» TASK
Check each line of the entries below for the string "drape"; copy every line where it appears.
---------- ENTRIES PROVIDED
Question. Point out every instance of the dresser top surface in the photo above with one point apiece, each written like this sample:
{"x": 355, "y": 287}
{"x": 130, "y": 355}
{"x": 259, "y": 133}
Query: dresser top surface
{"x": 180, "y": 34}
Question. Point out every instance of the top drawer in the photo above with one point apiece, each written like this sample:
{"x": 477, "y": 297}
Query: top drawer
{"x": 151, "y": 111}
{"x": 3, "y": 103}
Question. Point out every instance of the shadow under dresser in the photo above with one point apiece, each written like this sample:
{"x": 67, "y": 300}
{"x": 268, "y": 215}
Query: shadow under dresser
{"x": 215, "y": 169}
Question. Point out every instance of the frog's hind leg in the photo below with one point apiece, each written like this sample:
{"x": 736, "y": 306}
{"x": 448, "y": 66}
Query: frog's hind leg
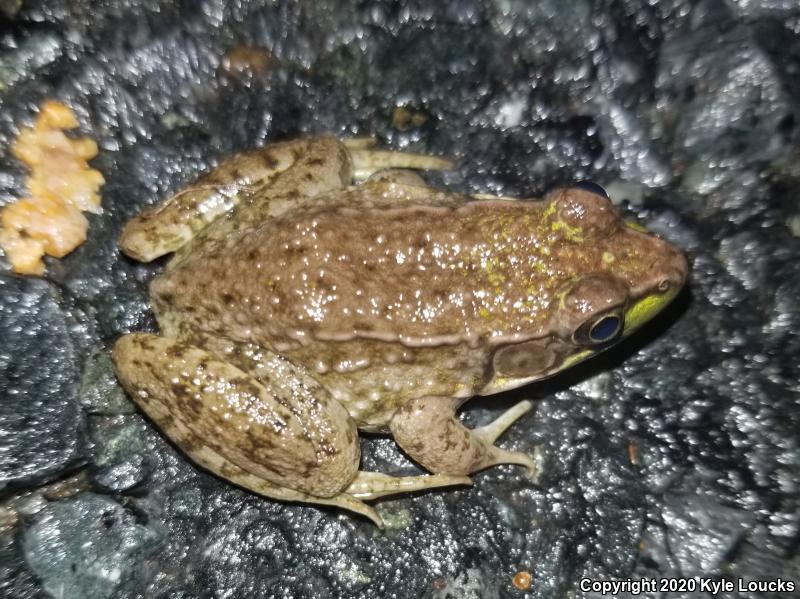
{"x": 267, "y": 427}
{"x": 367, "y": 160}
{"x": 274, "y": 169}
{"x": 428, "y": 430}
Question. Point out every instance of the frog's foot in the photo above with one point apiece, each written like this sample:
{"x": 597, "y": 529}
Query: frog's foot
{"x": 367, "y": 161}
{"x": 398, "y": 175}
{"x": 302, "y": 168}
{"x": 371, "y": 485}
{"x": 428, "y": 430}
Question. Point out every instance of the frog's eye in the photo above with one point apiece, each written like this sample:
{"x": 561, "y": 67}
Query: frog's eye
{"x": 599, "y": 330}
{"x": 592, "y": 187}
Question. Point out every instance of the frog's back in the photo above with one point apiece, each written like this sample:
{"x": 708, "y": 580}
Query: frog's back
{"x": 418, "y": 274}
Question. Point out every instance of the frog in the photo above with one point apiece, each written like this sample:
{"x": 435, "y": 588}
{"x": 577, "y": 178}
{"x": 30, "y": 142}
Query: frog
{"x": 319, "y": 288}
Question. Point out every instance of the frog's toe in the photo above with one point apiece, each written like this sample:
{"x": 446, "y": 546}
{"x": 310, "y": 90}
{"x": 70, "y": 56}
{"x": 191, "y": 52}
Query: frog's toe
{"x": 494, "y": 429}
{"x": 369, "y": 161}
{"x": 372, "y": 485}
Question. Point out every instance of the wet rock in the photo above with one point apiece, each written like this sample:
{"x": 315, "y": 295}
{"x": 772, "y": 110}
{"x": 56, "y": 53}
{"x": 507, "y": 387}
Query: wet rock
{"x": 122, "y": 452}
{"x": 100, "y": 392}
{"x": 41, "y": 423}
{"x": 85, "y": 546}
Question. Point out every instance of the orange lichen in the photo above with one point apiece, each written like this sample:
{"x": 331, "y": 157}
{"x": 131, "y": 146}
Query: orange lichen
{"x": 61, "y": 185}
{"x": 522, "y": 580}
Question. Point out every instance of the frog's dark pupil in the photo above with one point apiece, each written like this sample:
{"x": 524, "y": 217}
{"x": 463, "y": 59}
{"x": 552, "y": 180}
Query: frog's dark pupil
{"x": 604, "y": 329}
{"x": 592, "y": 187}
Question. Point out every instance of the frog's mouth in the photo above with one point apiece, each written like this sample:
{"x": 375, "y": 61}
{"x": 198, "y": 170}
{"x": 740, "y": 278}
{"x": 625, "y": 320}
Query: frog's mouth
{"x": 637, "y": 314}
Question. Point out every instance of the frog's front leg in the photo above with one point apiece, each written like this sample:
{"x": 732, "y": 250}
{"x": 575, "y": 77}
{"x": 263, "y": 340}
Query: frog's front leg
{"x": 279, "y": 434}
{"x": 428, "y": 430}
{"x": 302, "y": 167}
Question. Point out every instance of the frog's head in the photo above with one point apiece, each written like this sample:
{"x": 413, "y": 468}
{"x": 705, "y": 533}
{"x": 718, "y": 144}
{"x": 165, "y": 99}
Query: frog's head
{"x": 603, "y": 278}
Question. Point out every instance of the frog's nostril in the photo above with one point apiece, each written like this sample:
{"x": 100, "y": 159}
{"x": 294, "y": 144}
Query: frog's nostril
{"x": 674, "y": 270}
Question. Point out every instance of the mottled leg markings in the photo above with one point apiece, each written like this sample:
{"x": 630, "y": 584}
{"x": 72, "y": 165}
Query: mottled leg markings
{"x": 428, "y": 430}
{"x": 171, "y": 224}
{"x": 278, "y": 434}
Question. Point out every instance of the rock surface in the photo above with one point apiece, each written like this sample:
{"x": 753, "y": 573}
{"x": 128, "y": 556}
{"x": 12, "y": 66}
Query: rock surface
{"x": 675, "y": 454}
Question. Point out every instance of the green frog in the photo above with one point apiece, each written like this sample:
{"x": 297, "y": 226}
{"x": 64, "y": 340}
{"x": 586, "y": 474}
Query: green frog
{"x": 319, "y": 288}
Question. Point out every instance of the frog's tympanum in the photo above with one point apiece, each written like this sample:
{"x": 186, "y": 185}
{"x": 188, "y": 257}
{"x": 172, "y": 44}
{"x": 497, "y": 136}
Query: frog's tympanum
{"x": 300, "y": 308}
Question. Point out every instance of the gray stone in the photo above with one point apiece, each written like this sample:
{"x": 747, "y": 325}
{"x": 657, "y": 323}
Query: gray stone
{"x": 41, "y": 423}
{"x": 85, "y": 547}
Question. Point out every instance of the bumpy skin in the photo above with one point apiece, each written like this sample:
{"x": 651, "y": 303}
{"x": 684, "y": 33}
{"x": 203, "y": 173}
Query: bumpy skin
{"x": 299, "y": 308}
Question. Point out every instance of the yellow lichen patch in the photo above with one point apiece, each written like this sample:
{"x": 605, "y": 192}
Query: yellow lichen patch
{"x": 61, "y": 185}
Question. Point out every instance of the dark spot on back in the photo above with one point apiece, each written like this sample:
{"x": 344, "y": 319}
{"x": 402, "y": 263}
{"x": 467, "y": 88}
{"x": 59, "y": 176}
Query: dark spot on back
{"x": 268, "y": 160}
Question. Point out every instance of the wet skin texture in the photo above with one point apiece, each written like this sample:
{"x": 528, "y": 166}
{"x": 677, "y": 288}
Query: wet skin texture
{"x": 299, "y": 308}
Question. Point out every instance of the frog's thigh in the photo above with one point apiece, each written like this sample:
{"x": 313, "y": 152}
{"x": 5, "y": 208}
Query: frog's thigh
{"x": 305, "y": 166}
{"x": 428, "y": 430}
{"x": 283, "y": 431}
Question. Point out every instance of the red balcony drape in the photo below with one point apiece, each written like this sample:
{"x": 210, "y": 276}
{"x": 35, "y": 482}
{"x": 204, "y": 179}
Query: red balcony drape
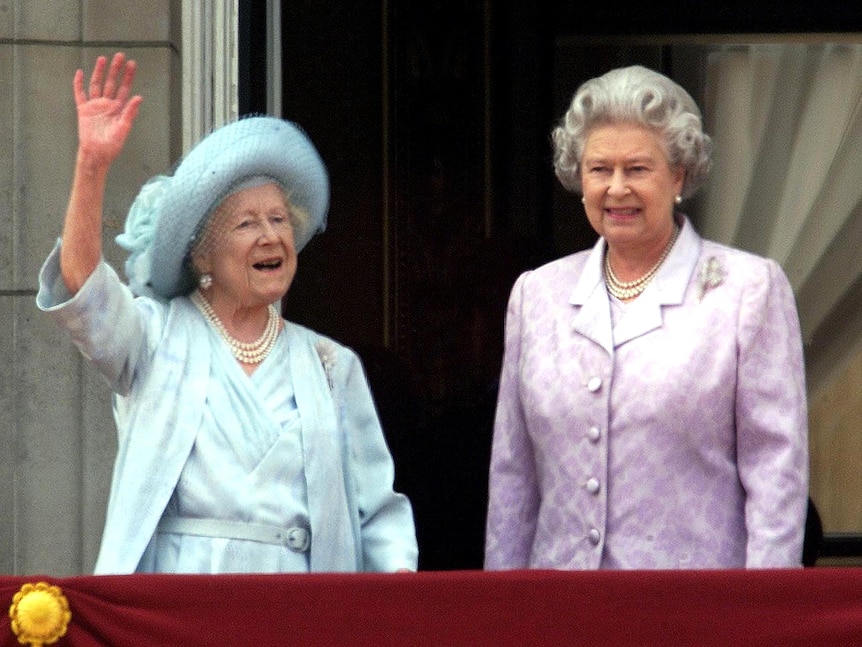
--------------------
» WRITTEN RESPONSE
Question. Point out every instance of the red balcony drape in the photo below with one point apiece, each written like this sample:
Query: red balcony drape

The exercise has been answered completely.